--- Data to process Enclosed Below ---

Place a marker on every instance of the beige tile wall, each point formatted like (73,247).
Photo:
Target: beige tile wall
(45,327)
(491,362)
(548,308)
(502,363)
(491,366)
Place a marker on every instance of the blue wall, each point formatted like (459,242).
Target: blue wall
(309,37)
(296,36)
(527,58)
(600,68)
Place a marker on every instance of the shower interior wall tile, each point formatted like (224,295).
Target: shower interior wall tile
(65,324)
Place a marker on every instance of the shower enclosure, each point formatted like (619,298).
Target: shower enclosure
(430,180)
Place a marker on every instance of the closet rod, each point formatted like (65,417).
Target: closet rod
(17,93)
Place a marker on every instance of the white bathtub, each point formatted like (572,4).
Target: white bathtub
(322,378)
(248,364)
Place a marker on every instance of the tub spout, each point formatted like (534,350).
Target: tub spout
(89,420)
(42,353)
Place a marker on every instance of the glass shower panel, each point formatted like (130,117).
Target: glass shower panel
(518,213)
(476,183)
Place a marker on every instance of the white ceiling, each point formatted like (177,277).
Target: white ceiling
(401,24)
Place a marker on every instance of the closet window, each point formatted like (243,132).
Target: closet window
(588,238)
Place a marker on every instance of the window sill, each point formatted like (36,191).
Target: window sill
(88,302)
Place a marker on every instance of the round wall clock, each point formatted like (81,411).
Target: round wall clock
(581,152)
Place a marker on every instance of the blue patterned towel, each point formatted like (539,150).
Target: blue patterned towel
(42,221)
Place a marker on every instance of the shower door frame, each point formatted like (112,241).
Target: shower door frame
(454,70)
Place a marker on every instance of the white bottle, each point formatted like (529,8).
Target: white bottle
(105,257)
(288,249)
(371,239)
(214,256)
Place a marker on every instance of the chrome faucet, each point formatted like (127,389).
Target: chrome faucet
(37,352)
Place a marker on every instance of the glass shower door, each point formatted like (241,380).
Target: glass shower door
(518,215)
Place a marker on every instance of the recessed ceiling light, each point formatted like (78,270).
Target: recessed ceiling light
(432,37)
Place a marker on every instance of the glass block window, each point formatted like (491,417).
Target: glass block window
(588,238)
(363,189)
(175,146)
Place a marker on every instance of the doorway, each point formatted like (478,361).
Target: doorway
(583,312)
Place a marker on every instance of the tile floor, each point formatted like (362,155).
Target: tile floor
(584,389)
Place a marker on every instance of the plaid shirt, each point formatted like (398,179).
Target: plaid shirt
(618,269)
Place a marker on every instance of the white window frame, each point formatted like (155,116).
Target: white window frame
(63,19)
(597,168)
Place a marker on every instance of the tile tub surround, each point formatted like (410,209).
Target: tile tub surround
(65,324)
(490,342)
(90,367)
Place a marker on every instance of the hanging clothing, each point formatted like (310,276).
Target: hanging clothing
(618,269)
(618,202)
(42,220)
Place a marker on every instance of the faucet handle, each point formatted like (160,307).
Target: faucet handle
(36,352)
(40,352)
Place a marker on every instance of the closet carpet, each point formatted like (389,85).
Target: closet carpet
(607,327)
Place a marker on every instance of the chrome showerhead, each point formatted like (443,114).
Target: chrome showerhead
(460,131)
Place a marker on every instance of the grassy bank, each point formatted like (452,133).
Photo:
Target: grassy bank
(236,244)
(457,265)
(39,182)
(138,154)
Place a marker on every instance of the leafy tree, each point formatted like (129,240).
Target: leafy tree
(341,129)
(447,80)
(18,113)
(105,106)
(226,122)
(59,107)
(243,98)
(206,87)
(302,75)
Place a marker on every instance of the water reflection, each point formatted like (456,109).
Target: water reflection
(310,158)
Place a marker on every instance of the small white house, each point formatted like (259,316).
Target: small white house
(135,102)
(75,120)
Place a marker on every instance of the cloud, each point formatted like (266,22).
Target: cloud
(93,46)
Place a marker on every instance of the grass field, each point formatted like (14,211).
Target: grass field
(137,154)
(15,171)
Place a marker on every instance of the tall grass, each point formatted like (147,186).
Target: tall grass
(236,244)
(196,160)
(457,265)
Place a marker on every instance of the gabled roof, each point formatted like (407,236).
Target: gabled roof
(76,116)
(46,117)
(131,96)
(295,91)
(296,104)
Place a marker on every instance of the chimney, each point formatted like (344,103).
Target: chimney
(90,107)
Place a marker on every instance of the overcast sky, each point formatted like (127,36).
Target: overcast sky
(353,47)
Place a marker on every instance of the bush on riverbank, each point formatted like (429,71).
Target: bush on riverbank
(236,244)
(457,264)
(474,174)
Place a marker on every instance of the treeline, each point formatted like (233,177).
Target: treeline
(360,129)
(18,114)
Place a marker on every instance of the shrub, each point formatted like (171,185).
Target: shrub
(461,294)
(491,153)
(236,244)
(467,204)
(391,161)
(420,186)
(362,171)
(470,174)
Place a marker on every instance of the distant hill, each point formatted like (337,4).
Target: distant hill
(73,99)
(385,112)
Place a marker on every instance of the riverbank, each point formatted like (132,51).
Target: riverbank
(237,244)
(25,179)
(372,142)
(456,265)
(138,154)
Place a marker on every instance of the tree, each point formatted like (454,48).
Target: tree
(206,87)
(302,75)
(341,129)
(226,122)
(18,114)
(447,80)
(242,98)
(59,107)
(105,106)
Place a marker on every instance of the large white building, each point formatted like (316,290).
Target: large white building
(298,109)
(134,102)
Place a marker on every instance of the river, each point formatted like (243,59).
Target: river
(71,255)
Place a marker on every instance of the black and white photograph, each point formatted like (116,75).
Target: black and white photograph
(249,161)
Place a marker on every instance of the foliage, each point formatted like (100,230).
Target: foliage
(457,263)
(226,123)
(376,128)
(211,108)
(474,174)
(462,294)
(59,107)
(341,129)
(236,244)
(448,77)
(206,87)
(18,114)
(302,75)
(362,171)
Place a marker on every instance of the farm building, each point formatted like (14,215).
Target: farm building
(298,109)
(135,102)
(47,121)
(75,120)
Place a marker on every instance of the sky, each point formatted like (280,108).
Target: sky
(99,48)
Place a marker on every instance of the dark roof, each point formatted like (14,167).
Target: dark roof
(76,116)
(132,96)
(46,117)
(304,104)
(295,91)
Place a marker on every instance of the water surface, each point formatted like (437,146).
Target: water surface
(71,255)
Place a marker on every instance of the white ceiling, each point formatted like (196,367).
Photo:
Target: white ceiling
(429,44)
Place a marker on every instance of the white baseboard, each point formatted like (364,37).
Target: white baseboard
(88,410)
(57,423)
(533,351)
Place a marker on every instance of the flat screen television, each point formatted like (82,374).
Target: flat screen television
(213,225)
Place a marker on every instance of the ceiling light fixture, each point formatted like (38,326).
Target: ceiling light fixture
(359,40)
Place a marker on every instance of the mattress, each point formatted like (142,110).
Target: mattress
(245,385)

--- End of Enclosed Data to process ---

**Task to carry out:** Each record must be repeated exactly as it appears above.

**The completed task:**
Place a marker on every instance of the beige tile wall, each point formatted like (73,247).
Photo:
Target: beige tile wall
(45,327)
(491,362)
(548,308)
(502,363)
(491,366)
Place a marker on every instance of the blue wall, each point formatted like (459,242).
Target: blue wall
(309,37)
(296,36)
(527,58)
(600,68)
Place a marker on every instance of the shower interior wall tile, each point formatted like (224,295).
Target: shower interior wall tile
(65,324)
Place a marker on every instance of the shower enclosure, each point formatted like (619,298).
Target: shower enclosure
(430,180)
Place a marker on every instance of the closet rod, each point formatted like (65,417).
Target: closet rod
(17,93)
Place a marker on every instance of the white bathtub, each point formatted like (572,4).
Target: white bathtub
(322,378)
(248,364)
Place a marker on every instance of the tub spout, each point formatted like (534,350).
Target: tub spout
(89,420)
(42,353)
Place a marker on every instance of the glass shower panel, each point formatted like (130,117).
Target: glass shower panel
(518,213)
(476,183)
Place a marker on every instance of the white ceiling, each point formatted like (177,277).
Target: white ceiling
(401,24)
Place a marker on every instance of the closet window, each point formatted like (243,132).
Target: closet window
(588,238)
Place a marker on every instance of the window sill, each point formatted like (36,191).
Target: window sill
(88,302)
Place a marker on every instance of the round wall clock, each point formatted like (81,411).
Target: round wall clock
(581,152)
Place a marker on every instance of the blue patterned towel, each point formatted like (539,150).
Target: blue patterned towel
(42,221)
Place a marker on every instance of the shower door frame, each point formatted like (112,241).
Target: shower door frame
(454,70)
Place a marker on every instance of the white bottle, each point formatted like (529,8).
Target: white bottle
(105,257)
(288,249)
(371,239)
(214,256)
Place a marker on every instance of the chrome faucet, each point formatted like (127,389).
Target: chrome faucet
(37,352)
Place a marker on every instance of the glass shower door, each point formatted like (241,380).
Target: glass shower door
(518,215)
Place a marker on every instance of the recessed ceiling light, each point formatted like (78,270).
Target: recessed ceiling light
(432,37)
Place a marker on every instance of the glass block window, each point formatted like (491,417).
Target: glass block window
(588,238)
(363,189)
(175,146)
Place a marker on every instance of the doorway, each point formatted like (478,361).
Target: doorway
(583,312)
Place a marker on every instance of the tile floor, each point formatted like (362,155).
Target: tile floor
(584,389)
Place a marker on every instance of the plaid shirt, each point formatted like (398,179).
Target: plaid shirt
(618,269)
Place a marker on every instance of the white window frame, each point formatted like (155,116).
Target: white window frame
(63,19)
(597,168)
Place a marker on every instance of the tile tub surround, each point formatted like (410,209).
Target: tile tub surround
(65,324)
(490,342)
(90,367)
Place a marker on every instance of the hanging clothing, each point formatted like (310,276).
Target: hanging clothing
(618,269)
(618,202)
(42,220)
Place a marker on every instance of the faucet handle, each point formatted like (160,307).
Target: faucet handle
(36,352)
(40,352)
Place a marker on every instance of the closet carpet, each point formatted like (389,85).
Target: closet carpet
(607,327)
Place a marker on every instance of the chrome showerhead, each point formatted like (443,114).
Target: chrome showerhead
(460,131)
Place a marker on every instance of the grassy bank, each point formatted like (452,133).
Photo:
Target: grassy bank
(236,244)
(457,265)
(39,182)
(138,154)
Place a marker on every instance of the leafy tree, each point formatted like (129,240).
Target: leafy tree
(341,129)
(447,80)
(18,113)
(105,106)
(226,122)
(59,107)
(243,98)
(206,87)
(302,75)
Place a marker on every instance of the water reflection, each point formatted like (456,109).
Target: water reflection
(310,158)
Place a marker on every instance of the small white house, each point formatted like (259,316).
Target: small white house
(135,102)
(75,120)
Place a marker on every instance of the cloud, each point formatted like (266,22).
Target: cloud
(93,46)
Place a marker on every instance of the grass field, each point formatted like (14,211).
Target: grass field
(137,154)
(15,171)
Place a marker on every instance of the tall grass, each point formatted like (147,186).
Target: tall grass
(236,244)
(196,160)
(457,265)
Place a marker on every instance of the gabled roof, each point formatted like (407,236).
Target: gabled roof
(76,116)
(46,117)
(131,96)
(295,91)
(296,104)
Place a marker on every instance of the chimney, each point formatted like (344,103).
Target: chimney
(90,107)
Place a marker on every instance of the overcast sky, each point formatted like (127,36).
Target: overcast sky
(353,47)
Place a marker on every instance of the bush on riverbank, each point formatted like (429,71).
Target: bush on riverbank
(236,244)
(457,264)
(474,174)
Place a marker on every instance of the treeline, each point formatted like (233,177).
Target: treeline
(360,129)
(18,114)
Place a marker on every instance of the shrub, each point formatted like (171,185).
Target: shrub
(461,294)
(491,153)
(236,244)
(467,204)
(391,161)
(420,186)
(362,171)
(470,174)
Place a marker on every instance of the distant hill, each point formatted like (337,4).
Target: distant hill
(73,99)
(385,112)
Place a marker on every instance of the riverbank, each point formatted like (132,51).
Target: riverbank
(237,244)
(25,179)
(372,142)
(456,265)
(138,154)
Place a marker on every instance of the tree, each point formatted like (454,48).
Target: tree
(206,87)
(302,75)
(341,129)
(226,122)
(18,114)
(447,80)
(242,98)
(59,107)
(105,106)
Place a marker on every instance of the large white building, each point formatted like (316,290).
Target: large white building
(298,109)
(134,102)
Place a marker on every instance of the river, each point formatted like (243,59).
Target: river
(71,255)
Place a marker on every instance of the black and white photograph, each point formatted like (116,75).
Target: black and white photograph
(249,161)
Place a marker on every instance of the foliage, each point formatted like (100,230).
Target: foliage
(457,263)
(226,123)
(376,128)
(211,108)
(474,174)
(462,294)
(59,107)
(341,129)
(236,244)
(448,77)
(206,87)
(18,114)
(302,75)
(362,171)
Place a marker on every instance of the farm building, each point formatted like (14,215).
Target: farm building
(298,109)
(135,102)
(47,121)
(75,120)
Place a marker on every instance of the sky, each point formatted like (280,108).
Target: sky
(99,48)
Place a marker on every instance of the dark roof, each point formatted like (14,167).
Target: dark roof
(76,116)
(132,96)
(46,117)
(304,104)
(295,91)
Place a marker on every instance of the water surface, each point formatted like (437,146).
Target: water surface
(71,255)
Place a marker on every instance of the white ceiling, each point formatted like (196,367).
Photo:
Target: white ceiling
(429,44)
Place a marker on every instance of the white baseboard, each point formatted like (364,37).
Target: white baseboard
(88,410)
(57,423)
(533,351)
Place a marker on every instance of the flat screen television, each point formatted like (82,374).
Target: flat screen television
(213,225)
Place a marker on every instance of the ceiling light fixture, each point formatted like (38,326).
Target: ceiling light fixture
(359,40)
Place a marker on every instance of the mattress, each point formatted like (142,110).
Target: mattress
(245,385)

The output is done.